> **Alıştırma 1**: Aşağıdaki veri satırlarından kaçının "note" dizesini içerdiğini büyük-küçük harf ayrımı gözeterek say. Yalnızca sayıyı yaz.

> **Metin Bloğu**:
- - -

KURŞUNLA MI KASETLE Mİ VURULMAK İSTERSİNİZ? TERCİH SİZİN!..
Yılların gazetecisi Atilla Akar, "Kırk Katır mı Kırk Satır mı Rejimi" diye adlandırdığı yeni düzenin uyguladığı itibar infazını yazdı...
Kurşunla mı Kasetle mi Vurulmak İstersiniz? Tercih Sizin!...(Kırk Katır mı Kırk Satır mı Rejimi!)
Tam bir “Buyur buradan yak!” rejimi işliyor. Derin devlet “mutasyon” geçirdiğinden, haki renkli eski adresinden mavi renkli yeni “adres”ine taşındığından bu yana –stratejik hedefi ve imalatçı logosu değişmese de- taktikleri değişmiş bulunuyor. Çok şükür artık kimse derin devletin tetikçileri tarafından vurulmuyor. Hatta ne kadar “kötü bir gelenek” olduğunun altı çiziliyor. Dahası bunlar ve bu gibi anlayışlar kamuoyu önünde lanetlenip, mahkum ediliyor. Toplumu da “ne güzel temizleniyoruz galiba!” sahte hissi sarıp, boşuna “sevindirik” oluyor. Ne diyelim bunu da bir tür “ilerleme” kabul etmek gerekecek galiba!

- - -

> **Veri Satırları**:
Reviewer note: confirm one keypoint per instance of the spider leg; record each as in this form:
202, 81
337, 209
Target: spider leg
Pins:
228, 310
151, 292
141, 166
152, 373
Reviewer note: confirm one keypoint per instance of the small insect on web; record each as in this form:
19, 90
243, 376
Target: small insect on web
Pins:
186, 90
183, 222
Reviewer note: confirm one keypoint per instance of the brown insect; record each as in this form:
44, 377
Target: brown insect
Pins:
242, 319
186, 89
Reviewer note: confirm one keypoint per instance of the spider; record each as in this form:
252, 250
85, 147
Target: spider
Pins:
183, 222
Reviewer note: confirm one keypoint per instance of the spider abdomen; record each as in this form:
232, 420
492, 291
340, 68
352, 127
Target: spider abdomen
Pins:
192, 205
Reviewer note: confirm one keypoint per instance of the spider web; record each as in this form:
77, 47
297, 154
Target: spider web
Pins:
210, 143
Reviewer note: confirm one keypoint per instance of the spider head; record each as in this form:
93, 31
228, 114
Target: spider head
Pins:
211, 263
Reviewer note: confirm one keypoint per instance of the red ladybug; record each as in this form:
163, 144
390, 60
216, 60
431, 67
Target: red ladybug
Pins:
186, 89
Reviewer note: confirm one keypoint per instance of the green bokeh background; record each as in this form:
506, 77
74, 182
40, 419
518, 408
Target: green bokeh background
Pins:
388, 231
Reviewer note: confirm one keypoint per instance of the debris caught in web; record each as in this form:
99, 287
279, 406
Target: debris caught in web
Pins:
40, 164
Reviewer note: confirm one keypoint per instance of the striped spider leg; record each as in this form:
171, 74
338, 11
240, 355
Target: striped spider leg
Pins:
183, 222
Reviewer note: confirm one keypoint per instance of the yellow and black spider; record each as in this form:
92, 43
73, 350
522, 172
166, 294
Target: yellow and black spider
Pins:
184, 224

- - -

> **Alıştırma 2**: Metin bloğuna göre Atilla Akar yeni düzeni ne diye adlandırıyor?

> **Tam Yanıt 1**: 12

> **Tam Yanıt 2**: "Kırk Katır mı Kırk Satır mı Rejimi"